=== Task input ===
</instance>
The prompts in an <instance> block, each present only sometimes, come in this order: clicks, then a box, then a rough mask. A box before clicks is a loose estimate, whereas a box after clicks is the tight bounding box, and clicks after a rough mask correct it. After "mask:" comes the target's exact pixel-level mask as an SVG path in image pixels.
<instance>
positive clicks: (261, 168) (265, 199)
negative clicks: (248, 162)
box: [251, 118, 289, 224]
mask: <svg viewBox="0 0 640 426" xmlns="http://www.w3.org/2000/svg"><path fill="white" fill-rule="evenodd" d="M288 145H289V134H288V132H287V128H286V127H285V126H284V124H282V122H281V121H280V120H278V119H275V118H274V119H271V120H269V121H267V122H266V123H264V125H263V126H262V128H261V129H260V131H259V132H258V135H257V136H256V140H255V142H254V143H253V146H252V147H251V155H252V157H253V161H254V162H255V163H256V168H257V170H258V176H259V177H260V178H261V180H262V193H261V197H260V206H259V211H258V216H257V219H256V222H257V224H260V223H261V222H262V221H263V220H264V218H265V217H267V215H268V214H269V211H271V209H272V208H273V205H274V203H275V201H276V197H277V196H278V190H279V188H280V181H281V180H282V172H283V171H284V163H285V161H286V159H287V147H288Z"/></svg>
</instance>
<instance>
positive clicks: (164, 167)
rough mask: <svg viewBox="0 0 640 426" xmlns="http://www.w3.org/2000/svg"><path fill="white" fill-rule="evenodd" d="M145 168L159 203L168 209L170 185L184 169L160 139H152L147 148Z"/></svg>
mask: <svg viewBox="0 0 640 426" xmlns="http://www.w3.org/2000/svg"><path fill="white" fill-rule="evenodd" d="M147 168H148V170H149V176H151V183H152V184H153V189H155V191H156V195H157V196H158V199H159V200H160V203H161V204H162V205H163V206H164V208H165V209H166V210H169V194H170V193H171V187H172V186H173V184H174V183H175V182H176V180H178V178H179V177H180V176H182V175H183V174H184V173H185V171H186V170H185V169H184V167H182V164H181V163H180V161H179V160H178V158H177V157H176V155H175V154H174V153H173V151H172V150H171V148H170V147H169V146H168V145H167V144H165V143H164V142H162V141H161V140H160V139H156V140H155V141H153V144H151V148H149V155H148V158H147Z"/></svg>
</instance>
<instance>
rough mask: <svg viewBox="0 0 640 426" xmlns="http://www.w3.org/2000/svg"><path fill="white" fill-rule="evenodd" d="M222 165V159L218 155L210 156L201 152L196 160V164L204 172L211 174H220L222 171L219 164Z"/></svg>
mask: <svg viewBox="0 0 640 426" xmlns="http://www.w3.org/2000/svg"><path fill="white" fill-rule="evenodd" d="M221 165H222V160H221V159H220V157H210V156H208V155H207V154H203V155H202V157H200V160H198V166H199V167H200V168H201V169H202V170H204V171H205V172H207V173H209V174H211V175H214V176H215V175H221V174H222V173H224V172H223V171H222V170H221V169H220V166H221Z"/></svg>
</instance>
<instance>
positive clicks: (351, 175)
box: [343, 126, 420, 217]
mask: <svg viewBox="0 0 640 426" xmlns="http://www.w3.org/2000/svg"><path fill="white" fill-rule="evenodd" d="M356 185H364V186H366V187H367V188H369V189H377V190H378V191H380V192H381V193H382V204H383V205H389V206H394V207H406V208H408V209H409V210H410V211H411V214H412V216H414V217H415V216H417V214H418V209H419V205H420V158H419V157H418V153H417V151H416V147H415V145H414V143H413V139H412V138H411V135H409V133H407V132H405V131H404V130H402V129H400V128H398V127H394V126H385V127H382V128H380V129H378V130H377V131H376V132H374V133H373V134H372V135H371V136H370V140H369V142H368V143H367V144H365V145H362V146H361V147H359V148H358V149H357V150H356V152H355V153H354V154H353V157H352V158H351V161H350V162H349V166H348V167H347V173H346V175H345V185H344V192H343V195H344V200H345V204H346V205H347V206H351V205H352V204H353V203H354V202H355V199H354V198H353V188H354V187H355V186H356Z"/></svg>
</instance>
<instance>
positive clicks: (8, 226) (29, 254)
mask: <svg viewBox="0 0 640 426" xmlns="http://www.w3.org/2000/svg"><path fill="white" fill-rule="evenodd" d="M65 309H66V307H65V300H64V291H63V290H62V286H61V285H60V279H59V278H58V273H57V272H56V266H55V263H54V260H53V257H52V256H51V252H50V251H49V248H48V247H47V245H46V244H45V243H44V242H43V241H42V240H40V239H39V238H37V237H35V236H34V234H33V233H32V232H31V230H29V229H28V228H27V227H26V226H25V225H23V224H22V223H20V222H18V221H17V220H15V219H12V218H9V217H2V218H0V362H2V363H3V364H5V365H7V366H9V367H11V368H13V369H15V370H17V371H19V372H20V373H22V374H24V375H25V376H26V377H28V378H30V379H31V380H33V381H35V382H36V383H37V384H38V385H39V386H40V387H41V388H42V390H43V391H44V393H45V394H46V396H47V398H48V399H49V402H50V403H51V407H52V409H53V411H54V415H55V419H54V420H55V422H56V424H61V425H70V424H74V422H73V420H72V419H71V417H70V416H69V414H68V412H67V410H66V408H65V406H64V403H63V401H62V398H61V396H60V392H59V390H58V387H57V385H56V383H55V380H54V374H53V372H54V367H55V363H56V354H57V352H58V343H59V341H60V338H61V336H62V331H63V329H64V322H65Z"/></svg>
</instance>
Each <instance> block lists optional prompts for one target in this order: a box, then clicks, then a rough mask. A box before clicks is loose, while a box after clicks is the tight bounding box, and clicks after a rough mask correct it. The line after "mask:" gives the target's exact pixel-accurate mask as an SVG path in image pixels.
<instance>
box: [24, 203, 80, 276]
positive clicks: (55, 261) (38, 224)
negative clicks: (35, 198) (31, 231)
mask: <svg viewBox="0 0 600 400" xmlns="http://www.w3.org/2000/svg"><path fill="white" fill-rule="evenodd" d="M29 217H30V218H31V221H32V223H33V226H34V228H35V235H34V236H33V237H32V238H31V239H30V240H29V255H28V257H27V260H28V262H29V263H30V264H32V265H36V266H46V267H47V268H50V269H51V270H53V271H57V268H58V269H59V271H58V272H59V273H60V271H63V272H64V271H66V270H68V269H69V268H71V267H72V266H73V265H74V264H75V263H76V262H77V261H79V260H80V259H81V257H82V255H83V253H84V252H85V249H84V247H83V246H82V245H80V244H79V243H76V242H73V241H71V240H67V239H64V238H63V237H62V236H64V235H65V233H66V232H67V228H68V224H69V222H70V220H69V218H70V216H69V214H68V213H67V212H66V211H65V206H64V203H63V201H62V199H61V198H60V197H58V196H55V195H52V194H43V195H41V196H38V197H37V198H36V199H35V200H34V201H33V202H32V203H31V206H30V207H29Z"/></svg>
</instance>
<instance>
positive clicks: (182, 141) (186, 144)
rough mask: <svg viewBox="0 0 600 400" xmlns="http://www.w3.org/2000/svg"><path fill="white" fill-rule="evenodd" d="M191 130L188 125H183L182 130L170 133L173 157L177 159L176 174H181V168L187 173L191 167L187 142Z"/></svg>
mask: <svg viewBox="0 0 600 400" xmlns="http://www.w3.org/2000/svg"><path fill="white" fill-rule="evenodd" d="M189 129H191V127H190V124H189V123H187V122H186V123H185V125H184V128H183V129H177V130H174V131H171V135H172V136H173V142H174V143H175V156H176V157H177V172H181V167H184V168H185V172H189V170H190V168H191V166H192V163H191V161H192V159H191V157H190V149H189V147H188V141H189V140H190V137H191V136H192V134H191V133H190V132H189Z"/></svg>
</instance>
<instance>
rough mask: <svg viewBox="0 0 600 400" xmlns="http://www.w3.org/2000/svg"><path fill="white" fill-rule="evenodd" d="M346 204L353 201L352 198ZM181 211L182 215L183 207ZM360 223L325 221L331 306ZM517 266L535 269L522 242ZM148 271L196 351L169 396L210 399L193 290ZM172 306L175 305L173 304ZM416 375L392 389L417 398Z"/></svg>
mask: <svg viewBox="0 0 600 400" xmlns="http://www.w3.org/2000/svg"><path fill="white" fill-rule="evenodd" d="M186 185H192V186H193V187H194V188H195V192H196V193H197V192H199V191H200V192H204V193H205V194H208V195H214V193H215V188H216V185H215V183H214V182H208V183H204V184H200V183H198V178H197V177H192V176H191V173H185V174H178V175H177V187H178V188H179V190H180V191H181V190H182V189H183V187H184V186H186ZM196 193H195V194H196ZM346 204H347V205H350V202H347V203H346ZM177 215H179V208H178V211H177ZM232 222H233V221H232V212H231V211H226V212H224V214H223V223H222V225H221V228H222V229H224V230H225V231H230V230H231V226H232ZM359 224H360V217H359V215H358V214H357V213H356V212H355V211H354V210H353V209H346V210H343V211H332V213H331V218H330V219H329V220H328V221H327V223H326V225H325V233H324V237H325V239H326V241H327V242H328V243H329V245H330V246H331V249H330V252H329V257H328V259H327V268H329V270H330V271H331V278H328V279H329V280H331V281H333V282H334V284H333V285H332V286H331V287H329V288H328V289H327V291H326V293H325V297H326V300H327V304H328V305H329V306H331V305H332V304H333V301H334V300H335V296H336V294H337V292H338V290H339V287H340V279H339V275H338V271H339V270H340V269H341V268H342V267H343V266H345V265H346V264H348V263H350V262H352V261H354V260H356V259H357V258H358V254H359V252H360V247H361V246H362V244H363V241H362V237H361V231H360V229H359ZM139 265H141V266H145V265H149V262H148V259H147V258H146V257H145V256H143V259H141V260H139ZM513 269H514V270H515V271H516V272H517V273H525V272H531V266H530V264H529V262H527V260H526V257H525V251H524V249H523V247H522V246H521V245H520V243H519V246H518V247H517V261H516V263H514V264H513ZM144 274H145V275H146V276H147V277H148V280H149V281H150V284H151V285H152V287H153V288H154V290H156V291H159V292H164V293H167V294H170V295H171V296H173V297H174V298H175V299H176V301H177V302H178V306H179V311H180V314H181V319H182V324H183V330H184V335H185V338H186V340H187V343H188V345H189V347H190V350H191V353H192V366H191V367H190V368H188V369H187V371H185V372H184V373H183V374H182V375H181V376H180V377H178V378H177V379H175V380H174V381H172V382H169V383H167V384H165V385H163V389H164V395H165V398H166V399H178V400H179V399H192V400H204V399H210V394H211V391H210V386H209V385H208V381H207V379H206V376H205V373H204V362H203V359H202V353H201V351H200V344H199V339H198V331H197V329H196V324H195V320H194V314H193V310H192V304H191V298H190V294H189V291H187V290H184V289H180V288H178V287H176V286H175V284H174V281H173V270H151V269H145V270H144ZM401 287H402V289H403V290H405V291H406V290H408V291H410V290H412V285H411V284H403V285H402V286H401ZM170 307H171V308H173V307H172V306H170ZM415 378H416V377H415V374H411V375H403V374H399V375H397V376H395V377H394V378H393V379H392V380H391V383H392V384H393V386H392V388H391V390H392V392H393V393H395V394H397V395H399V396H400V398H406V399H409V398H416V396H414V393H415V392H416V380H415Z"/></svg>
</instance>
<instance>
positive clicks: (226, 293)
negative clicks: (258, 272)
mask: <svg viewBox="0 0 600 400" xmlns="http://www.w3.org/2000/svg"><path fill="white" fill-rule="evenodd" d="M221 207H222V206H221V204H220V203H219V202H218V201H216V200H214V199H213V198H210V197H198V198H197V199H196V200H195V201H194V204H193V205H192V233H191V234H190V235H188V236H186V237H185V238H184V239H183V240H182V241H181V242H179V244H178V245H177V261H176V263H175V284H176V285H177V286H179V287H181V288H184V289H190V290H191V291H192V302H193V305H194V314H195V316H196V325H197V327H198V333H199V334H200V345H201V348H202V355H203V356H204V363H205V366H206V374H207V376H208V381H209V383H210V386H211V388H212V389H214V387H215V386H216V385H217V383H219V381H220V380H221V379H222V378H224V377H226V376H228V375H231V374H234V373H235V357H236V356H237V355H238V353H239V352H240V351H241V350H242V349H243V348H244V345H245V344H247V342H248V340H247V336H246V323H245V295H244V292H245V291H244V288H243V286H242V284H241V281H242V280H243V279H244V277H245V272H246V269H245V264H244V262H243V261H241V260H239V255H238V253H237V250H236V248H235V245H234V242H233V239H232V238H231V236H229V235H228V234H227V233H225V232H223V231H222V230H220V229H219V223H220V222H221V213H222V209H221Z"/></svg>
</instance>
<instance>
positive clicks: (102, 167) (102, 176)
===
Reproduce only what lies between the start of the listing above and the end of the line containing "negative clicks: (248, 162)", keeping every line exact.

</instance>
The prompts in an <instance> block, each present only sometimes, come in this order: clicks, then a box, then a rough mask. A box before clicks is a loose estimate, whereas a box after clicks is the tight bounding box, and clicks after a rough mask correct it. After "mask:" comes the target's exact pixel-level mask as an SVG path in image pixels.
<instance>
positive clicks: (261, 168) (265, 199)
negative clicks: (248, 162)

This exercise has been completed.